- **What you should do**
Reproduce all of the data exactly as written.

- **Point localization data**
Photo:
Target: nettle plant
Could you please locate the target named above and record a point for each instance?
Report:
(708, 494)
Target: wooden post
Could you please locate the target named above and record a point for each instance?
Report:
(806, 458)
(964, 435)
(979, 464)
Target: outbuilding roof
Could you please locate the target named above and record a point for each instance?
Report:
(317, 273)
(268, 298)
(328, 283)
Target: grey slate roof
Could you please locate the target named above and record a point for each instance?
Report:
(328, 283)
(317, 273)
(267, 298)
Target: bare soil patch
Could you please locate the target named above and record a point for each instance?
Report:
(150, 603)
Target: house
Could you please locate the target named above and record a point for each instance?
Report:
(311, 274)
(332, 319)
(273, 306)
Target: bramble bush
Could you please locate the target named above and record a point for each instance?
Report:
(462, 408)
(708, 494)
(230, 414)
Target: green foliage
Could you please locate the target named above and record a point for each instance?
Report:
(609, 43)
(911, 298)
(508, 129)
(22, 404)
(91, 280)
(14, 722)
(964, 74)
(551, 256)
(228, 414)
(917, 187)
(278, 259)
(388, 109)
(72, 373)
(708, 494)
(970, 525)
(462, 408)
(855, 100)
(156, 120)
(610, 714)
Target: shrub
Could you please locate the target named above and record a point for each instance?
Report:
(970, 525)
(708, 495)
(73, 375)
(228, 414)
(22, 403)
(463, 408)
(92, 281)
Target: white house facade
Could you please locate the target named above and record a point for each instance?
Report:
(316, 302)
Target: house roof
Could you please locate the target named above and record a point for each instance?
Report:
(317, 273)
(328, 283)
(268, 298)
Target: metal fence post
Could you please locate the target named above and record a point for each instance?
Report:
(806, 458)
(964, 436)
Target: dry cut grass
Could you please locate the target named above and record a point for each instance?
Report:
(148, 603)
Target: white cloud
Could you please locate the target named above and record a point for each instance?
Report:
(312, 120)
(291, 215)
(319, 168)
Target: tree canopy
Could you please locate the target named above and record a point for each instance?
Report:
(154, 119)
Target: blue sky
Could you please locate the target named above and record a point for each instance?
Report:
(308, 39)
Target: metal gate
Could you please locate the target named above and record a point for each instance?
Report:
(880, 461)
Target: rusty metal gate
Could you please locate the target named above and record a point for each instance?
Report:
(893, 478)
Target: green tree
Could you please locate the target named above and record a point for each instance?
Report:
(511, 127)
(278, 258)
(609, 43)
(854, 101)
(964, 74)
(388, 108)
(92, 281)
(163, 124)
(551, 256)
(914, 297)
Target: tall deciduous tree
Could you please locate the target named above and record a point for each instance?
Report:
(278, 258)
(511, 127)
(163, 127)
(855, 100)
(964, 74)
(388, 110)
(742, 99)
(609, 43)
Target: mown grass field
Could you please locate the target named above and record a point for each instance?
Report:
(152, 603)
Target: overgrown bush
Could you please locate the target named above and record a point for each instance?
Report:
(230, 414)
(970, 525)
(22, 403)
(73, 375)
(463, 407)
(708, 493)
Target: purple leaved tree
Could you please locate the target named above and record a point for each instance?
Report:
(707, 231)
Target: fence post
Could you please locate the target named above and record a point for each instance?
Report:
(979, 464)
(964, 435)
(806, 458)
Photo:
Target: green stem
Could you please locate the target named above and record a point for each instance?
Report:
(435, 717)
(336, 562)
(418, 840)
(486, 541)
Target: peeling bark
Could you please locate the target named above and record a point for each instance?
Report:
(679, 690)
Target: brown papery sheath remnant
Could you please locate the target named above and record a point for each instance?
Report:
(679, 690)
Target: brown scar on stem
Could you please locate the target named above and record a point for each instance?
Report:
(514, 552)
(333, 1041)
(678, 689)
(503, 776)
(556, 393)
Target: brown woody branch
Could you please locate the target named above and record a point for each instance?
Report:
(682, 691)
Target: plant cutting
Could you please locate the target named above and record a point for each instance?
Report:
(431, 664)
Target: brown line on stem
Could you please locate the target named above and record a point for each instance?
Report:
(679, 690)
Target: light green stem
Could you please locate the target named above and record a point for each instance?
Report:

- **Problem solution**
Photo:
Target: nettle plant
Could you please locate the target named above and record a point for each instance?
Report:
(708, 494)
Target: wooden post
Could you please locate the target named above and record a point for each instance?
Report:
(806, 458)
(964, 435)
(979, 464)
Target: outbuilding roof
Could you please locate the target named above and record a point for each instance?
Report:
(317, 273)
(268, 298)
(328, 283)
Target: grey slate roof
Could you please locate the target named above and record a point for each instance?
Report:
(328, 283)
(317, 273)
(267, 298)
Target: bare soil patch
Could you please locate the target named above and record a point for each instance?
Report:
(150, 603)
Target: house
Could you please locate the target named above and record a point for each instance?
Report:
(311, 274)
(332, 319)
(273, 306)
Target: bramble bush
Could you please locate the target named above and record a point for each instance?
Report:
(462, 408)
(708, 494)
(230, 414)
Target: green foliage
Could you please locate the target named above and record a point for each instance?
Report:
(609, 43)
(911, 298)
(508, 129)
(22, 404)
(91, 280)
(14, 722)
(964, 74)
(551, 256)
(228, 414)
(917, 187)
(278, 259)
(388, 109)
(72, 373)
(708, 494)
(970, 525)
(462, 408)
(855, 100)
(156, 120)
(610, 714)
Target: shrub
Could you please locate the target named above and record a point for each instance?
Report:
(970, 525)
(708, 495)
(73, 375)
(228, 414)
(22, 403)
(463, 408)
(92, 281)
Target: white house facade
Could you please locate the target named above and record a point for each instance?
Report:
(316, 302)
Target: house roof
Could you please locate the target named above and record a point for each instance?
Report:
(317, 273)
(328, 283)
(268, 298)
Target: metal fence post
Could you please locate the target named above and record a point for each instance?
Report:
(806, 458)
(964, 436)
Target: dry cut grass
Could you please locate the target named above and record a point for each instance?
Report:
(148, 603)
Target: white cloud
Could you please locate the target named above and record a point for each instance?
Report:
(312, 120)
(291, 215)
(319, 168)
Target: tree canopy
Could you please locate the target named above and record a point for each instance?
Report:
(154, 119)
Target: blue sky
Could you please locate the target named above and record a point for each instance?
Report:
(308, 39)
Target: metal gate
Could you please locate the target named above and record a point for each instance?
Report:
(880, 461)
Target: rusty metal gate
Could you please locate the target named above and record a point for each instance?
Report:
(893, 478)
Target: green tree
Could you please locate the target named above and record a point for each instance?
Report:
(511, 127)
(278, 258)
(609, 43)
(854, 101)
(964, 74)
(388, 108)
(92, 281)
(163, 124)
(551, 256)
(914, 297)
Target: tall deciduous tree
Could you please locate the target named above and record a point for each instance?
Report:
(278, 258)
(511, 127)
(163, 127)
(855, 100)
(964, 74)
(388, 110)
(742, 99)
(609, 43)
Target: mown grass field
Could you please locate the target named above and record a point for each instance?
Report:
(152, 603)
Target: overgrown bush
Could you please locate the target named above and record a point for each instance?
Report:
(230, 414)
(970, 525)
(22, 403)
(73, 375)
(463, 407)
(708, 493)
Target: purple leaved tree
Could you please locate the target named above and record a point for each instance?
Report:
(707, 231)
Target: fence post
Could you please locate the target named above and record a point for each instance?
Report:
(979, 464)
(964, 435)
(806, 458)
Photo:
Target: green stem
Could you please locate the target named above and record a point for each instance?
Report:
(435, 717)
(336, 562)
(418, 840)
(486, 541)
Target: peeling bark
Could you please locate the target named above and record a point for each instance?
Report:
(679, 690)
Target: brown papery sheath remnant
Could you please locate the target named above and record a point for each instance?
Report:
(679, 690)
Target: brown scar on stem
Could you please locate the target named above and record a point for each instance?
Report:
(514, 552)
(333, 1041)
(678, 689)
(503, 776)
(556, 393)
Target: brown woody branch
Could you please locate the target named above and record a point for each instance?
Report:
(682, 691)
Target: plant cutting
Could you please locate the target named above and record a point for each instance?
Report:
(431, 664)
Target: brown line on stem
Could you please locate the target named above and record a point for each instance?
Report:
(679, 690)
Target: light green stem
Could you please locate the target named above and record a point for each instance?
Report:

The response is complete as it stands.